Passage for review

++++++++++++++++++++

GA4 and GSC default exports write UTF-8 without a BOM. Excel-on-Windows defaults to Windows-1252 when no encoding marker is present, mojibaking accented characters (é → é, ü → ü). The cleaner adds the UTF-8 BOM on output by default — equivalent to Looker Studio's 'Excel-compatible' export option or pandas' encoding='utf-8-sig'. After cleaning, Excel auto-detects UTF-8 and displays correctly.
Should I use `dedupMode: case-insensitive` on URL columns?
Yes if you're concatenating multiple GA4 reports or GA4 + GSC outputs. URL casing varies across report views and platforms — GA4's Landing Pages report may show example.com/Blog while the Pages report shows example.com/blog for the same canonical URL. SEO analysis treats these as one page; the cleaner's case-insensitive mode collapses them. Skip if your data is from a single export and casing isn't varying.
How do I clean GSC's two-CSV ZIP export?
Three steps: (1) extract the ZIP — you'll get Queries.csv (or Pages.csv, etc.) and Filters.csv; (2) use csv-merger if you want a unified audit file, or process them separately; (3) drop on the cleaner with default options (GSC's CSVs already include the UTF-8 BOM, so encoding is fine; the value-add is dedup if you concatenated, plus trim/empty-row removal). The Filters.csv is usually tiny (a handful of rows showing active filters at export time).

++++++++++++++++++++

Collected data
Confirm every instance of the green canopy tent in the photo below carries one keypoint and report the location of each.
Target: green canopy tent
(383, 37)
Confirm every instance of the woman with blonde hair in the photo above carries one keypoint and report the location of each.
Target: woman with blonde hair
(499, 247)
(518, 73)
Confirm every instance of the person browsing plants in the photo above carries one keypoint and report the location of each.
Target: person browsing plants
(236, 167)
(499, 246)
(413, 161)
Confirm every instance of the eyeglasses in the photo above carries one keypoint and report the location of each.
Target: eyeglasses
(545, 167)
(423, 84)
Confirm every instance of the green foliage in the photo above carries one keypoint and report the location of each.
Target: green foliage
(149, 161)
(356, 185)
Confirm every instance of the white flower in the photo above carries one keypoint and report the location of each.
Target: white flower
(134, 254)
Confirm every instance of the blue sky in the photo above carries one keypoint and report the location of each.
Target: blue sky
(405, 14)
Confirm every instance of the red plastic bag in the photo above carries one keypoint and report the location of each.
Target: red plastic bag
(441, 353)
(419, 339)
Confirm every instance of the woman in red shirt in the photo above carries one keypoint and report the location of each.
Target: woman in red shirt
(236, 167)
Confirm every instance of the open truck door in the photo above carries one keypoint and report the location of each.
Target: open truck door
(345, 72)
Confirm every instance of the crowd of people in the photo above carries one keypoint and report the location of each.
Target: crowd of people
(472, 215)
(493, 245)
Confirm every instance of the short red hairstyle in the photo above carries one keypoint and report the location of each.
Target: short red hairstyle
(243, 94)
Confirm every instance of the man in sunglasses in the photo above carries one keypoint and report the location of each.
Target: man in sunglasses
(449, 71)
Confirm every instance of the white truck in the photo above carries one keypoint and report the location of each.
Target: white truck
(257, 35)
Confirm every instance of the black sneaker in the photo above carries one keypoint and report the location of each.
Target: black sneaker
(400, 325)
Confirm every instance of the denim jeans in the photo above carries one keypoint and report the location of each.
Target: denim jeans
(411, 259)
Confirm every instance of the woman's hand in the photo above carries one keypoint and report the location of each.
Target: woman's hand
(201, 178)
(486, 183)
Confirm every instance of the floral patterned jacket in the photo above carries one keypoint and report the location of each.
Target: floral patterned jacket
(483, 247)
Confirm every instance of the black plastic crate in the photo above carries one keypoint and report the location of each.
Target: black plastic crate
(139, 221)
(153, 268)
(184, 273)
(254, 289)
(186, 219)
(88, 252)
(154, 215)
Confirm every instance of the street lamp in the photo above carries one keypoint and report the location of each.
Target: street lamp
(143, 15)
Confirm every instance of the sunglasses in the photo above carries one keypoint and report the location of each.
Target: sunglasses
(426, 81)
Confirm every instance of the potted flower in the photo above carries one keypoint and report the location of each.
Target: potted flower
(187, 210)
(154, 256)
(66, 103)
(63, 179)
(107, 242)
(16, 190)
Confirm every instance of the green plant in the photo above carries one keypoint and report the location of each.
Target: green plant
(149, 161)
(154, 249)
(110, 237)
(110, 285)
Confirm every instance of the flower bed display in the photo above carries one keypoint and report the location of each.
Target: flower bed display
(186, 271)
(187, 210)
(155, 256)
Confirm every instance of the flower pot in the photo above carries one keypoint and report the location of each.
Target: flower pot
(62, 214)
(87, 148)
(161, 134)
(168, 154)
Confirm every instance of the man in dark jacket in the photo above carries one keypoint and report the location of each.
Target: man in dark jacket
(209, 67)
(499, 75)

++++++++++++++++++++

Exercise instructions
• 1. In the passage on cleaning GA4 and GSC exports, repeat word for word the part that opens with the words "Three steps: (1)" and closes with "at export time).".
• 2. Answer these questions from the passage on cleaning GA4 and GSC exports:
(a) Which encoding does Excel on Windows default to when no encoding marker is present?
(b) In the URL casing example, which GA4 report may show example.com/Blog?
(c) Besides Queries.csv (or Pages.csv), which file do you get when you extract GSC's ZIP export?

Responses to the tasks
• 1.
Three steps: (1) extract the ZIP — you'll get Queries.csv (or Pages.csv, etc.) and Filters.csv; (2) use csv-merger if you want a unified audit file, or process them separately; (3) drop on the cleaner with default options (GSC's CSVs already include the UTF-8 BOM, so encoding is fine; the value-add is dedup if you concatenated, plus trim/empty-row removal). The Filters.csv is usually tiny (a handful of rows showing active filters at export time).

• 2.
(a) Windows-1252
(b) The Landing Pages report
(c) Filters.csv